[start Entries]

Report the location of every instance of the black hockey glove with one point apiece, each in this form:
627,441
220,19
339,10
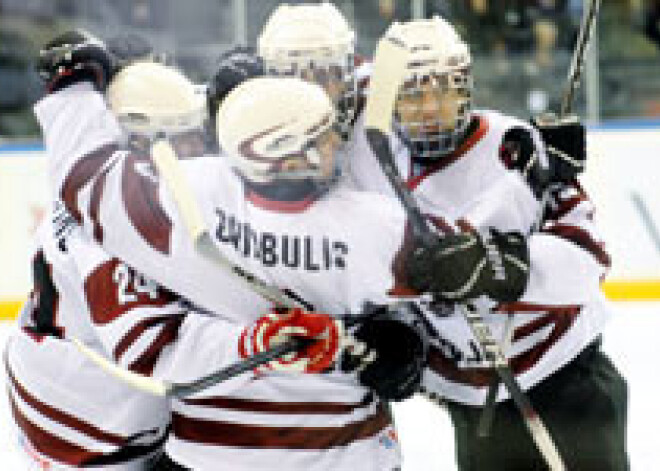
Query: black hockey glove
565,141
519,153
460,267
234,66
75,56
396,348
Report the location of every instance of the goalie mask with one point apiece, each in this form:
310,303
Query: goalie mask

[end Entries]

Task statement:
Please quote the material's lines word for word, starting with the line that contains "Report the location of every instance of the goalie" and continuing through the end of the material.

Correct output:
Report the location of every instance of the goalie mask with one point apiece, each in this form:
310,303
Query: goalie mask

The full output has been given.